### [WRITTEN PROBLEM]
Quote the Okinawa resort passage below word for word, everything from "Okinawan craftsmanship shines" down to "strength, and protection.".

Okinawan craftsmanship shines throughout the interiors. Miyako jofu, a delicate textile handwoven from fibers of the ramie plant used since the 16th century, is incorporated in glossy contemporary screen prints inside every room. Geometric wooden wall carvings are a nod to the Hachiji tattoo traditions native to Okinawa, worn by women as symbols of status, female strength, and protection.
Inside my oceanside villa, I was immediately drawn to the sea foam green accents and gray textured dressers that stored the addictive Okinawan pineapple cookies and rums produced from the nearby sugarcane fields. Some of my favorite brushstroke ceramic pieces in the space were by Okinawan artist Kyoji Matsuda, working to preserve the thousand-year-old heritage of Ryukyuan pottery. Walk-in closets provided ample storage space while the bathroom, cloaked in natural light and Ryokan stone, featured a freestanding bathtub and moisture-rich soap made from a resident affectionately known as the Glycerin Queen. It’s this deliberate decision to enlist Okinawans to contribute to the resort’s amenities that I appreciated the most.
A spacious living room with a banquette-style table large enough for a small family became my favorite corner to spend mornings. Steps away, my private pool was flanked by large creme-hued loungers and plants that provided privacy and shade.
Food and Drink
Jonathan Leijonhufvud/Rosewood Hotels & Resorts
Four restaurants celebrate the nutrient-rich produce of the region that has contributed to the longevity of so many of its residents. Naturally fermented miso, peanut-infused jimami tofu, and fresh catches of the day handpicked each morning by the resort’s chefs guide the diverse menus. The all-day dining eatery Nagi offers both Japanese and Italian cuisine. Each morning for breakfast, I ordered slow-cooked onsen-tamago eggs, pickled vegetables, miso soup, and grilled salmon. In the evening, saffron risotto balls, fresh focaccia bread, and a marbled Miyako steak make their way to nearly every table.
Jonathan Leijonhufvud/Rosewood Hotels & Resorts
At the poolside bar Yukku, tapas-style dishes of wagyu burgers and crudités are served alongside a cocktail menu with brightly-colored punch cocktails that celebrate the island’s rich rum history. The attention to detail of each drink, overseen by bar manager Utaro Izaki, is a picture-worthy voyage into the region’s fresh fruits and ancient awamori, a mellow, caramel-tinged spirit made from fermented long grain rice that’s only produced in Okinawa.

### [SUPPLIED INFORMATION]
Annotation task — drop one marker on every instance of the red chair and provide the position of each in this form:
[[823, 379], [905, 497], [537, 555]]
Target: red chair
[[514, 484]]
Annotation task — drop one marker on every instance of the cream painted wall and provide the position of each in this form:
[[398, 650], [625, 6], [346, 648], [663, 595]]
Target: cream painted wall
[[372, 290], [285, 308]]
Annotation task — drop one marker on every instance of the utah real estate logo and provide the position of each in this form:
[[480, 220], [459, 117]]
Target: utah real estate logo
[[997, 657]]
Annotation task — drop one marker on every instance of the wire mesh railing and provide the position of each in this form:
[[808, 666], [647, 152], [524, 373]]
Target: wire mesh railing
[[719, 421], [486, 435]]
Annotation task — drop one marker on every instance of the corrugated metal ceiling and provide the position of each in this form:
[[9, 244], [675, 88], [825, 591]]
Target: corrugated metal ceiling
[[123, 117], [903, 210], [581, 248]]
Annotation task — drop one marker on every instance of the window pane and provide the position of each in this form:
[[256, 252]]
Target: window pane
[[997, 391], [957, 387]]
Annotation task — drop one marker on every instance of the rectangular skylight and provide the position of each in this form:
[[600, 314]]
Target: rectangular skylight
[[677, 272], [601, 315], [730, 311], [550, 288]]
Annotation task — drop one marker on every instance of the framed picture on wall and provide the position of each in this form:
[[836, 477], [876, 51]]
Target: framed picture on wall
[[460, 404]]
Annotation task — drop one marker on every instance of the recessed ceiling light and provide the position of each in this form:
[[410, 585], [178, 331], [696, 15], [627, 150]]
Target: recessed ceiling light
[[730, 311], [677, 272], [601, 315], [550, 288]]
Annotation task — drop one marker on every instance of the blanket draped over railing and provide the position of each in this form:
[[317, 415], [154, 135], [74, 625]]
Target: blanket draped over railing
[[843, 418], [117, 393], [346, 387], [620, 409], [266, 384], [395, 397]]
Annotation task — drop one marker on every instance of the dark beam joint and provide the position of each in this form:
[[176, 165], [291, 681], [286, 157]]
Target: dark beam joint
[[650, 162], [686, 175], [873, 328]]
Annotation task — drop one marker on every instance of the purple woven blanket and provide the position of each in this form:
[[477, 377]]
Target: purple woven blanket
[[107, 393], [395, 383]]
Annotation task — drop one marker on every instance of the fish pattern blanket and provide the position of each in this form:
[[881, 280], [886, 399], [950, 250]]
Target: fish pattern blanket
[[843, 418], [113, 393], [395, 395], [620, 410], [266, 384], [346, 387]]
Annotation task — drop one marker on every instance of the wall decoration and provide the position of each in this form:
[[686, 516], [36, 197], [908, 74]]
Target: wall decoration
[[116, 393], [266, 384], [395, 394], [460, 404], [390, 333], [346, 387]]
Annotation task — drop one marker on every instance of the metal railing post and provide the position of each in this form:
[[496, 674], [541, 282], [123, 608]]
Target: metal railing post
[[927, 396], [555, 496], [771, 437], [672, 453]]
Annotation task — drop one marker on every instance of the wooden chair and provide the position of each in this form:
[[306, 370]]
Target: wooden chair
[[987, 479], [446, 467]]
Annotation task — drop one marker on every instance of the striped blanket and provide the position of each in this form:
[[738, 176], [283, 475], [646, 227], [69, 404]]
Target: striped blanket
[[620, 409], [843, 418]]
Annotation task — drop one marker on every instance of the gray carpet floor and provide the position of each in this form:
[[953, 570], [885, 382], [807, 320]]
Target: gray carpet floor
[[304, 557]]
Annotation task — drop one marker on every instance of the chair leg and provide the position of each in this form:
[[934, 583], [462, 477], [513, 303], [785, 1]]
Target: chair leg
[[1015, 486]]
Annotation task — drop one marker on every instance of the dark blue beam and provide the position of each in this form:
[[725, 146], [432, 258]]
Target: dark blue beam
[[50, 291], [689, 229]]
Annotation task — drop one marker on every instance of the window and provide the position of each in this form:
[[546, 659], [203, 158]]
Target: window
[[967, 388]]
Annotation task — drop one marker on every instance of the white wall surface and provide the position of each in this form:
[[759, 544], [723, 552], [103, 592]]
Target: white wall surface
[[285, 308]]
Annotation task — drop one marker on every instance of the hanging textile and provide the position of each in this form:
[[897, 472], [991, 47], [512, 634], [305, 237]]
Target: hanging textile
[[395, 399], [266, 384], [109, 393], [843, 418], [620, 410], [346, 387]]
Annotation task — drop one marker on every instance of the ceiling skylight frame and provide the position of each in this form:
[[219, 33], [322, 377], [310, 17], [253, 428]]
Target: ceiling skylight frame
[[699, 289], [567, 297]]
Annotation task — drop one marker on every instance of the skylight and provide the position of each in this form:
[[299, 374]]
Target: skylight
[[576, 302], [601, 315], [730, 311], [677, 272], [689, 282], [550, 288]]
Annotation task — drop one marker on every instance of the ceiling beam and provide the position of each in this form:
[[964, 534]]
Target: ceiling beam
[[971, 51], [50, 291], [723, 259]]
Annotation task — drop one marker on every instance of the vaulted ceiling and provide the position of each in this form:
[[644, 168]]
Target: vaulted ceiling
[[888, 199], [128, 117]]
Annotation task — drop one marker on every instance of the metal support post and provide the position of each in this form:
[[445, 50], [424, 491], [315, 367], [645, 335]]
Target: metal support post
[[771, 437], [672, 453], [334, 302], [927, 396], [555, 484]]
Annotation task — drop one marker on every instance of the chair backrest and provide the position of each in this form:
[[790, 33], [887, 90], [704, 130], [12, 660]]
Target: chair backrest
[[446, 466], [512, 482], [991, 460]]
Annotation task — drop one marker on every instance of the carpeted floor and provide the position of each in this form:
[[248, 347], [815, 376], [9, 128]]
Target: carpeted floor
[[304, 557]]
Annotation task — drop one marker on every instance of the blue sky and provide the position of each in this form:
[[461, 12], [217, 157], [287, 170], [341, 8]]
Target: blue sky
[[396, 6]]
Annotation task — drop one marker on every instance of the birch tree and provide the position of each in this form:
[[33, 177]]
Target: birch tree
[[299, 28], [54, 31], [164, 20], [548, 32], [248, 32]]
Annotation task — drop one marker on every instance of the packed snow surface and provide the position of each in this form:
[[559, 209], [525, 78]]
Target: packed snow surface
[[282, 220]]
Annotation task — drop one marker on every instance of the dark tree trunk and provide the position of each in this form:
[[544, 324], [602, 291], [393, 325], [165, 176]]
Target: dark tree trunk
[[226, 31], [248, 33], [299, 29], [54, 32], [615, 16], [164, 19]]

### [TASK ANSWER]
Okinawan craftsmanship shines throughout the interiors. Miyako jofu, a delicate textile handwoven from fibers of the ramie plant used since the 16th century, is incorporated in glossy contemporary screen prints inside every room. Geometric wooden wall carvings are a nod to the Hachiji tattoo traditions native to Okinawa, worn by women as symbols of status, female strength, and protection.